(Records from a dataset)
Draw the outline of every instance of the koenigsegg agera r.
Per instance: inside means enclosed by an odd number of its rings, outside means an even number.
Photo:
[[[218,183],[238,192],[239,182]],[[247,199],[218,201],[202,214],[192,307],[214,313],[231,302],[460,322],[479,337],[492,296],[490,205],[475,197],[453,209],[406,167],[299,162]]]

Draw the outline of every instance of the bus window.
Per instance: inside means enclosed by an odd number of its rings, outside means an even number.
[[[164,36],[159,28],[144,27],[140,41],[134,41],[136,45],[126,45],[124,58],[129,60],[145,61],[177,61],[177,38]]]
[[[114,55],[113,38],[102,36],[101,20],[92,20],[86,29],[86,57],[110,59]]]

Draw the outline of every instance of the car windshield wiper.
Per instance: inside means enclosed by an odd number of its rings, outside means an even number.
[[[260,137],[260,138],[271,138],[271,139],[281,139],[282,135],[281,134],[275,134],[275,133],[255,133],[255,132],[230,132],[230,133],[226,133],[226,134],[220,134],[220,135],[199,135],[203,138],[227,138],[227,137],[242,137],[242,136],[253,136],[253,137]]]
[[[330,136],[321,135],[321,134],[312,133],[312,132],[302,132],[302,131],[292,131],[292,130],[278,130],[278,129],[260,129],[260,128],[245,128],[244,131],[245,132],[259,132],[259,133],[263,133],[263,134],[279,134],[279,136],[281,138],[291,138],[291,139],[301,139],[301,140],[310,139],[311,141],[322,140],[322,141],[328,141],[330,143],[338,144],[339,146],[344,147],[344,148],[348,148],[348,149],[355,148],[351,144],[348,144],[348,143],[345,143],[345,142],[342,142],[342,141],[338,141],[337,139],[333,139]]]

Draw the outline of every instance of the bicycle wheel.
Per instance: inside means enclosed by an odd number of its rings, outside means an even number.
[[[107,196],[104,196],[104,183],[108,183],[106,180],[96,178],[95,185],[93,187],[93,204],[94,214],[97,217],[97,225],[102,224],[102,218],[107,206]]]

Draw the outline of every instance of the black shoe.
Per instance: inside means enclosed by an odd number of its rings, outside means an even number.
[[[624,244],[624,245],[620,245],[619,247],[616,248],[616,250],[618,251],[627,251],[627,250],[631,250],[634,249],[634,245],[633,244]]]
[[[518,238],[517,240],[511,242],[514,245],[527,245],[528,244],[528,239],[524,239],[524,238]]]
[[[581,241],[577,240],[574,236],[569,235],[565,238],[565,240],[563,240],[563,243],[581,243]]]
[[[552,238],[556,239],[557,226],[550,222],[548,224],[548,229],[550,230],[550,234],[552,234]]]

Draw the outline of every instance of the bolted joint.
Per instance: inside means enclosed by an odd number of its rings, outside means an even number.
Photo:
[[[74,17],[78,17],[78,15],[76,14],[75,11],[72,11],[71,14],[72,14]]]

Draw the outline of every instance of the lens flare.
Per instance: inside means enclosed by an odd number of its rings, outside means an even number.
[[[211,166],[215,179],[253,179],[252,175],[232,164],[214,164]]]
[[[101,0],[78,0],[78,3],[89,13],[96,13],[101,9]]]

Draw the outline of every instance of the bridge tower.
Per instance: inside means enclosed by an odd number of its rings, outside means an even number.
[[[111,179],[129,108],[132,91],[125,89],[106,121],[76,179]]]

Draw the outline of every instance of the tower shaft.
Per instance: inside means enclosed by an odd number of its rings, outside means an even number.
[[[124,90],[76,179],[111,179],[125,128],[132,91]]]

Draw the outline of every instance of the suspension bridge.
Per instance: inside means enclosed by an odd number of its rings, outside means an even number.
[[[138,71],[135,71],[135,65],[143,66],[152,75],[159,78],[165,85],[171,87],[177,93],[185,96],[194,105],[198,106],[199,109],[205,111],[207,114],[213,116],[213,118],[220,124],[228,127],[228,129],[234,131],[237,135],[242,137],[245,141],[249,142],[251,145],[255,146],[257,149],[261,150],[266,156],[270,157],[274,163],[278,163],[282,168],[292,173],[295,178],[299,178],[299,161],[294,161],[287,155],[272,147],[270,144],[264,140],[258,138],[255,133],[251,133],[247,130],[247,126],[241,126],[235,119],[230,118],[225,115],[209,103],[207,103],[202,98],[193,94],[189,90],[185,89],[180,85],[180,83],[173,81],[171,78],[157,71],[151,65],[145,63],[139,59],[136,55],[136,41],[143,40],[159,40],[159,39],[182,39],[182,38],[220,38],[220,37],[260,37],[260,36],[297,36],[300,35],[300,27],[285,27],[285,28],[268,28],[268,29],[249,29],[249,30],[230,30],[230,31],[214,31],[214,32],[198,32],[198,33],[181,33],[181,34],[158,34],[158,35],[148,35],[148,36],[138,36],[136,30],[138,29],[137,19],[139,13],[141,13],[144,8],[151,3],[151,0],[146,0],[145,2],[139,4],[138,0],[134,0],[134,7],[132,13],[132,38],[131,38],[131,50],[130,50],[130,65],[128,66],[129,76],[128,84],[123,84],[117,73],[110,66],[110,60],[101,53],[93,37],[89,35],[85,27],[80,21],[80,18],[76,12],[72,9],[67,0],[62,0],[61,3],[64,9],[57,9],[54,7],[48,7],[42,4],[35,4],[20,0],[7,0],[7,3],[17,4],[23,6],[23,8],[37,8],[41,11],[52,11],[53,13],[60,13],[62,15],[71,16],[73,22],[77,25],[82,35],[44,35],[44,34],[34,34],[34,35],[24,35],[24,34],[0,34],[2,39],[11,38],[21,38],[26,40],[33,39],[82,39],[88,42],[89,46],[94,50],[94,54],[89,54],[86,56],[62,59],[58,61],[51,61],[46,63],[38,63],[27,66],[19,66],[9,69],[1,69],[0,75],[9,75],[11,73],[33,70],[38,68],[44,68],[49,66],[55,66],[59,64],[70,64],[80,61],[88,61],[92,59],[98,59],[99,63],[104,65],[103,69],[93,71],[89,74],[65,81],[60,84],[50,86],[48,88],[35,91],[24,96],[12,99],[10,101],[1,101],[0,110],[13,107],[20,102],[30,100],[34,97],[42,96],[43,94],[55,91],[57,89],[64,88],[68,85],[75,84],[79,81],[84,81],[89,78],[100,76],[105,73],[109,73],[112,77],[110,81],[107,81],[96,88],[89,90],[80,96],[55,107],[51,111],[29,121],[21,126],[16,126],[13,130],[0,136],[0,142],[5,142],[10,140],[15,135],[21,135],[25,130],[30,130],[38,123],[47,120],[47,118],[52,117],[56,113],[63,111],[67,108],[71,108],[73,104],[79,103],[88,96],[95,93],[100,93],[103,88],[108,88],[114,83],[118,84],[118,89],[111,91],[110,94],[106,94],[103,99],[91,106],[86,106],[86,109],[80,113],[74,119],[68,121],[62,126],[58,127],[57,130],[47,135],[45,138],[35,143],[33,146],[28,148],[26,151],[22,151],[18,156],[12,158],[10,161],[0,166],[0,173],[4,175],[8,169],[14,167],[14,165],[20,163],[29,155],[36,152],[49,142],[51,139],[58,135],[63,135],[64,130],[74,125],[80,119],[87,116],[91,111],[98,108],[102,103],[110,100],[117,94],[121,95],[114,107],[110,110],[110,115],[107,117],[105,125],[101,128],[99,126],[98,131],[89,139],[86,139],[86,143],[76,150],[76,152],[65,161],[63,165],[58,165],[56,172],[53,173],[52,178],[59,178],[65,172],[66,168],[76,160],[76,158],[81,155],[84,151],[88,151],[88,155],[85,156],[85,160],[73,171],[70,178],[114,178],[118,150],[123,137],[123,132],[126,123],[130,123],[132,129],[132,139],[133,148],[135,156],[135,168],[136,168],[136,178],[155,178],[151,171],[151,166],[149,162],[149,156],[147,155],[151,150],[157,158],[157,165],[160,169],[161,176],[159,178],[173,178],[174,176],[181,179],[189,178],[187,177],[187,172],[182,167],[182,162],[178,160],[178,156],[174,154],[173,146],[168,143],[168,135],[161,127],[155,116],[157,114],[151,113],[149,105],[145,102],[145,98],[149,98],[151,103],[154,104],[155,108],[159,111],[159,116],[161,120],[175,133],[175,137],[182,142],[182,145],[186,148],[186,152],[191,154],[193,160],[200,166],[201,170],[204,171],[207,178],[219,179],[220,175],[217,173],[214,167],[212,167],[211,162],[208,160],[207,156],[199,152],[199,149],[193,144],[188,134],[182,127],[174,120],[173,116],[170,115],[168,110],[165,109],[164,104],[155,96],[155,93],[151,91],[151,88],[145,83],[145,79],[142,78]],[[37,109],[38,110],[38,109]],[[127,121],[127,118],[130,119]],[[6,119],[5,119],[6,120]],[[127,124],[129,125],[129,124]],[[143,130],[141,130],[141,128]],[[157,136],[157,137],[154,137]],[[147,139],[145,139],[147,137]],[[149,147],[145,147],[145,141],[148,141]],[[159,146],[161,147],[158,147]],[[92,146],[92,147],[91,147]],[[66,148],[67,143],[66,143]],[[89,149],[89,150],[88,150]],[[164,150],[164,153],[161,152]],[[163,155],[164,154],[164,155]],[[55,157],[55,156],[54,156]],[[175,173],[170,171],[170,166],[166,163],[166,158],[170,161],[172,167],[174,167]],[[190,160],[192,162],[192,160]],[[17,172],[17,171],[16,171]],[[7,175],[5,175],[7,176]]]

## EXERCISE DETAILS:
Each line with the word "tower" in the records above belongs in the result; copy all of them.

## RESPONSE BOX:
Draw the outline of every instance of the bridge tower.
Draw the outline of every instance of the tower shaft.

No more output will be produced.